Reproduce the forum thread on linearizing a graph below in full, word for word.

• **EXTRACT**
## Begin

#1
Anyone know how to linearize a graph? I tried squaring the X data, but it didn't work right?
#2
Eh? More in depth please: What's the dependent variable, what's the independent variable and what function relates the two?
#3
Quote by LordBishek
Eh? More in depth please: What's the dependent variable, what's the independent variable and what function relates the two?

The X variables are on the left
0 - 60
1 - 65
2 - 70
3 - 79
4 - 90
5 - 100
6 - 125
6.2 - 135

EDIT: IV is X, DV is Y.
Last edited by Harmonicer at Dec 6, 2009,
#4
Quote by Harmonicer
The X variables are on the left
0 - 60
1 - 65
2 - 70
3 - 79
4 - 90
5 - 100
6 - 125
6.2 - 135

EDIT: IV is X, DV is Y.


Oh, so you're plotting the graph empirically? There's no equation that you know of to describe the line?
#5
Quote by LordBishek
Oh, so you're plotting the graph empirically? There's no equation that you know of to describe the line?

Yeah, its empirical...I don't know the equation.
#6
Quote by Harmonicer
Yeah, its empirical...I don't know the equation.


Hmm, I can't help you then man, I'm sorry. It's been ages since I looked at this stuff. If this is from statistics, I presume "linearisation" refers to finding a line of best fit or something? I'm pretty sure you can find the equation for that relatively easily.

Tell you what, bang the values in Excel, create a scatter graph (WITHOUT trendline) and then add a trendline to the data. If you right click the trend line and select the properties, that can give you the equation of the trend line. But that's the maximum I'm able to do for you at this point dude, my bad.
#7
Quote by LordBishek
Hmm, I can't help you then man, I'm sorry. It's been ages since I looked at this stuff. If this is from statistics, I presume "linearisation" refers to finding a line of best fit or something? I'm pretty sure you can find the equation for that relatively easily.

## End

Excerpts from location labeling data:
## Begin

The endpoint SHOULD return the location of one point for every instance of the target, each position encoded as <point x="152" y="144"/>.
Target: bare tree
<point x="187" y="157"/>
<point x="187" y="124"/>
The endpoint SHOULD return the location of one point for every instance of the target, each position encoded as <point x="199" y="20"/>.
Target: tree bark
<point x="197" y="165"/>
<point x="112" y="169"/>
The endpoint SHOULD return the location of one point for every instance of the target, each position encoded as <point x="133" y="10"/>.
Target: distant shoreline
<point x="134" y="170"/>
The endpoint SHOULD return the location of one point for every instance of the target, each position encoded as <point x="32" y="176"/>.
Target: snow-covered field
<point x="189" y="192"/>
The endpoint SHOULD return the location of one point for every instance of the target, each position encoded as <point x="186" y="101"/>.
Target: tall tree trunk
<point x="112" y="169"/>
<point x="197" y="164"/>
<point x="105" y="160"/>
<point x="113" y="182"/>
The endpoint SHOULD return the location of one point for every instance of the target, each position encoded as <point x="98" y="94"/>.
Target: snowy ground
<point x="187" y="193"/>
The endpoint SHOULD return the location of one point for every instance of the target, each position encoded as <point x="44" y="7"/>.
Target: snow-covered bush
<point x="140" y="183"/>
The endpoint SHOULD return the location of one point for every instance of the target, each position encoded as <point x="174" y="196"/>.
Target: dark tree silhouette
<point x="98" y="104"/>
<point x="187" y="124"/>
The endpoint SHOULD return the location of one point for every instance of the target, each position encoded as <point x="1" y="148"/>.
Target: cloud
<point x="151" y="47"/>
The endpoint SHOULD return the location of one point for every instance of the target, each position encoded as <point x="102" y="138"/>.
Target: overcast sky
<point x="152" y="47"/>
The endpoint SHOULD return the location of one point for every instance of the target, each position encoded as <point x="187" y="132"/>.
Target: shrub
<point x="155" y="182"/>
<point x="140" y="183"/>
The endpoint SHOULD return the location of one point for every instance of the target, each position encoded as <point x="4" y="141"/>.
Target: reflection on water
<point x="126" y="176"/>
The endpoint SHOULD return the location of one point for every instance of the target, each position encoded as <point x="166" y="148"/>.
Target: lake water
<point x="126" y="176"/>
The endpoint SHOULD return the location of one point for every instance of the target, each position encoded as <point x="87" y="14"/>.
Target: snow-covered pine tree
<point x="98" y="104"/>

## End

• **RESPONSE TO THIS TASK**
#1
Anyone know how to linearize a graph? I tried squaring the X data, but it didn't work right?
#2
Eh? More in depth please: What's the dependent variable, what's the independent variable and what function relates the two?
#3
Quote by LordBishek
Eh? More in depth please: What's the dependent variable, what's the independent variable and what function relates the two?

The X variables are on the left
0 - 60
1 - 65
2 - 70
3 - 79
4 - 90
5 - 100
6 - 125
6.2 - 135

EDIT: IV is X, DV is Y.
Last edited by Harmonicer at Dec 6, 2009,
#4
Quote by Harmonicer
The X variables are on the left
0 - 60
1 - 65
2 - 70
3 - 79
4 - 90
5 - 100
6 - 125
6.2 - 135

EDIT: IV is X, DV is Y.


Oh, so you're plotting the graph empirically? There's no equation that you know of to describe the line?
#5
Quote by LordBishek
Oh, so you're plotting the graph empirically? There's no equation that you know of to describe the line?

Yeah, its empirical...I don't know the equation.
#6
Quote by Harmonicer
Yeah, its empirical...I don't know the equation.


Hmm, I can't help you then man, I'm sorry. It's been ages since I looked at this stuff. If this is from statistics, I presume "linearisation" refers to finding a line of best fit or something? I'm pretty sure you can find the equation for that relatively easily.

Tell you what, bang the values in Excel, create a scatter graph (WITHOUT trendline) and then add a trendline to the data. If you right click the trend line and select the properties, that can give you the equation of the trend line. But that's the maximum I'm able to do for you at this point dude, my bad.
#7
Quote by LordBishek
Hmm, I can't help you then man, I'm sorry. It's been ages since I looked at this stuff. If this is from statistics, I presume "linearisation" refers to finding a line of best fit or something? I'm pretty sure you can find the equation for that relatively easily.